Out of one of those posh looking houses comes at about 3pm a petite hippie girl wearing a white see-through knitwear shirt and jeans shorts. Lana is ready, says Belinda Mercer, Del Rey’s personal assistant. So let the interview begin, the last one for today. We’re sitting down in the little patio of the California Chalet. Miss Del Rey who is celebrating her 28th birthday in these days lights a cigarette of the brand Parliament. She asks if it’s okay for me. Yeah, yeah, no problem. After all in Berlin people still smoke like everywhere – what of course pleases her.

Lana Del Rey appears natural, relaxed and courteous in a very pleasant way. No trace of the by blogs and social media heavily criticised, unverified plastic-, Botox-, and Barbie puppet-prejudices. Even the over and over invoked “rubber raft lips” are just…normal lips of a woman from Lake Placid. Lana herself coquetted with her hyaluronic injections. But is this relevant in any way?

On the edges of her hands she wears tattooed in an artistic font the words “trust no one” and “paradise”. Her fingernails are perfectly red lacquered. Therefor she doesn’t really differ from her peers. A crucial factor of her worldwide success.

LDR alias Elizabeth Grant takes a long pull from her cigarette and says: “After the inserted Paradise Edition I just had to catch a breath. Everybody was asking me how the new record would be like. And I didn’t have a clue. I didn’t even know if I should go on as a musician. Because if you take yourself seriously as an author you only release something if you have something to tell. So it took a while. Additionally I had no new proposition/thesis or a main theme, but maybe an aesthetic direction in my mind. I like it to have a single word as starting point. In this case it was “Fire”.” She tells that she likes to flirt with single sentences only because they sound good. And that she could imagine to work at a (European) tabloid because there you can use so simple but beautiful sentences. […]

“My stanzas grow according to this principle”, states Del Rey. “Piece for piece it becomes the lyrics. After the first album everybody said: ‘The next one needs to be bigger! You need to exceed yourself!’” But Del Rey kind of closed herself (?) and only a random meeting at a party with Dan Auerbach unravelled the knot. […] With “a pile of records and data” Del Rey drove to Nashville. She needed a “facilitator” she says. Someone who she can talk with about “abstract things”, “vibes, moods, inspirations, atmospheres” tells Del Rey. “I didn’t want to create ‘Born To Die part two and a half’ but continue telling my story. As we told Universal that the record would sound jazzier and have a smoother west-coast-rock-colour they just said: ‘Well…no idea what this is about.’ But we have a contract about acquisition of tapes (?) so they had no other choice than trusting us.”

## GIVEN PROBLEM
Please transcribe the Lana Del Rey interview starting at the words "Out of one of" and stopping after "course pleases her.".

## INFORMATION SUPPLIED
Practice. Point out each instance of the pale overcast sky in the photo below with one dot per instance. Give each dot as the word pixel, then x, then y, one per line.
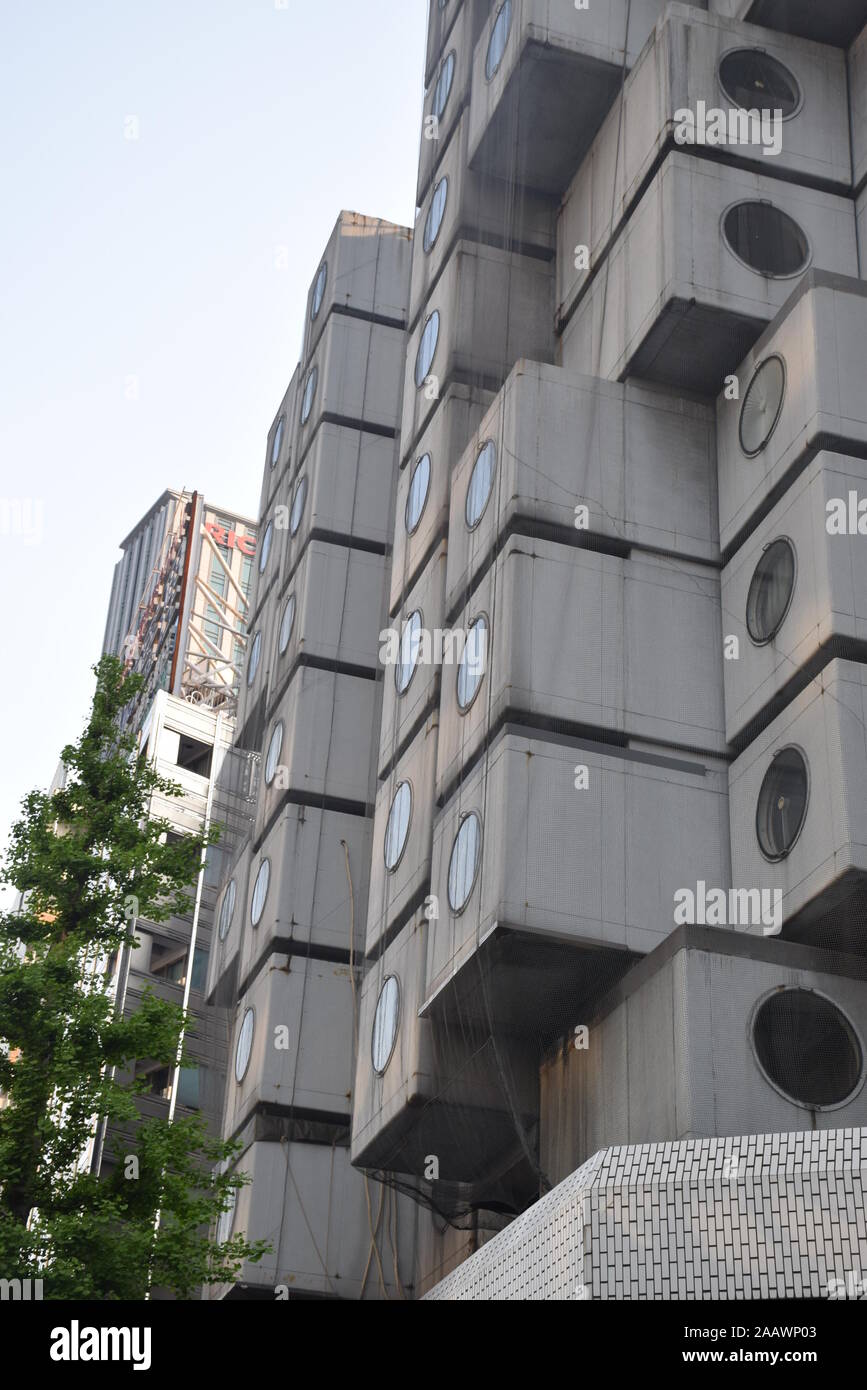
pixel 157 259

## RESULT OF THIS EXERCISE
Out of one of those posh looking houses comes at about 3pm a petite hippie girl wearing a white see-through knitwear shirt and jeans shorts. Lana is ready, says Belinda Mercer, Del Rey’s personal assistant. So let the interview begin, the last one for today. We’re sitting down in the little patio of the California Chalet. Miss Del Rey who is celebrating her 28th birthday in these days lights a cigarette of the brand Parliament. She asks if it’s okay for me. Yeah, yeah, no problem. After all in Berlin people still smoke like everywhere – what of course pleases her.